• _Task statement_
From the passage below about Novak and the CIA officer, output the span between "Harlow said that" and "that was classified.", inclusive, copied word for word.

• _Text to read_
Edited on Wed Jul-27-05 11:03 AM by understandinglife
... once again.

<clip>

"Harlow, the former CIA spokesman, said in an interview yesterday that he testified last year before a grand jury about conversations he had with Novak at least three days before the column was published. He said he warned Novak, in the strongest terms he was permitted to use without revealing classified information, that Wilson's wife had not authorized the mission and that if he did write about it, her name should not be revealed.

Harlow said that after Novak's call, he checked Plame's status and confirmed that she was an undercover operative. He said he called Novak back to repeat that the story Novak had related to him was wrong and that Plame's name should not be used. But he did not tell Novak directly that she was undercover because that was classified.

With that information in mind, ask yourself just how big a putrid traitor Novak is, as you read his drivel once again:

In a column published Oct. 1, 2003, Novak wrote that the CIA official he spoke to "asked me not to use her name, saying she probably never again will be given a foreign assignment but that exposure of her name might cause 'difficulties' if she travels abroad. He never suggested to me that Wilson's wife or anybody else would be endangered. If he had, I would not have used her name."

• _Recorded information_
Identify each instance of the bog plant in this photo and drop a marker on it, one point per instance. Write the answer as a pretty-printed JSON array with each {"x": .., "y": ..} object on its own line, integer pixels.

• _Task result_
Harlow said that after Novak's call, he checked Plame's status and confirmed that she was an undercover operative. He said he called Novak back to repeat that the story Novak had related to him was wrong and that Plame's name should not be used. But he did not tell Novak directly that she was undercover because that was classified.